*** Supplied material ***
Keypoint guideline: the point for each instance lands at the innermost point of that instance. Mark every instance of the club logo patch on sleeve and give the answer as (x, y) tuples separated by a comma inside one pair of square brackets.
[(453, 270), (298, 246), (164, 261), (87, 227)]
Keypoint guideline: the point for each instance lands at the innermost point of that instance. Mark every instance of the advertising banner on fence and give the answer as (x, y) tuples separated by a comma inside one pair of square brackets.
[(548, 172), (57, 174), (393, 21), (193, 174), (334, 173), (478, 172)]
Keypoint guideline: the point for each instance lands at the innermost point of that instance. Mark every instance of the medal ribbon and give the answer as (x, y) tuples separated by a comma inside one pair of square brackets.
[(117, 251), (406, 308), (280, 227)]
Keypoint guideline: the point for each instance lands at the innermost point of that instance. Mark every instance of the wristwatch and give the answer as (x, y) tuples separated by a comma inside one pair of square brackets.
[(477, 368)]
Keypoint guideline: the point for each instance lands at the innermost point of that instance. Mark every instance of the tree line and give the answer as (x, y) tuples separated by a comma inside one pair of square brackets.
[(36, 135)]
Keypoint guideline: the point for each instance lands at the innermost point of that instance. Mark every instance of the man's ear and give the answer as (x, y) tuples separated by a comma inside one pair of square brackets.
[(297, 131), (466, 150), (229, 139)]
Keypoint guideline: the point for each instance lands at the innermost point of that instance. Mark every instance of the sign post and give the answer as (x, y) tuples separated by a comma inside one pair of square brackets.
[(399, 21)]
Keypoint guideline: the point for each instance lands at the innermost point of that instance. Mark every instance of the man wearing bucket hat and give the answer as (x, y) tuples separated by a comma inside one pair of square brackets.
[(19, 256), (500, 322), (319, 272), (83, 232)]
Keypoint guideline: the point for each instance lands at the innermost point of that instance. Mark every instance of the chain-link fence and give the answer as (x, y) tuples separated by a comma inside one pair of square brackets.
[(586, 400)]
*** End of Supplied material ***
Task to carry out -
Return all entries exactly.

Answer section -
Keypoint guideline: the point for each instance lands at the innermost point of that instance. Mark every instance of the club logo patch on sleeve and give the answer as (x, y) tuples separated by a comma inside one pair of square brackets.
[(453, 270), (298, 246), (164, 261), (87, 227)]
Keypoint guideline: the point for each instance lands at the innermost point of that instance. Mark every instance of the advertising banner on fence and give the answer as (x, y) tuples separated by a comma inside one pair of square brackets.
[(548, 172), (57, 174), (393, 21), (193, 174), (334, 173), (478, 172)]
Keypoint guideline: the point for each instance lands at the innermost point of that instance. Mark every instance of the medal ribbon and give the answer as (x, y) tuples separated by a comma inside one pair of square brackets.
[(117, 251), (406, 308), (280, 227)]
Keypoint guideline: the point for each instance lands at the innermost point of that instance. Mark every instance of the wristwatch and give the answer as (x, y) tuples separated by a comma inside one pair of square brackets.
[(477, 368)]
Keypoint guideline: the point for each instance lands at the innermost point of that instance. Mark every instance of the tree line and give the answer as (x, y) tuples separated by a comma inside one pair of square brackets.
[(36, 135)]
Keypoint guideline: the point for each instance lands at the innermost point of that instance. Mark every instance of the man's ear and give the answer as (x, y) tuples separated by a comma inside one pair of square brackets.
[(297, 131), (466, 150), (229, 139)]
Keypoint guideline: the point for each instance lands at the innermost point of that instance. Mark every instance of the sign post and give the answer as (x, y) tuples separated by a comma inside one pair of square brackets.
[(399, 21)]
Keypoint guideline: the point for each instance lands at the innermost point of that instance. Mark every instance of the man wearing bucket hat and give the answer as (x, y) tuples separated by a comma inside one pair of square brackets.
[(19, 256), (500, 322), (319, 272), (83, 232)]
Keypoint guideline: the point for each instance lands at the innermost point of that instance. Mark every instance of the chain-link fence and give the answer as (x, y) tuples separated by a comma inside one pair of square brackets.
[(586, 400)]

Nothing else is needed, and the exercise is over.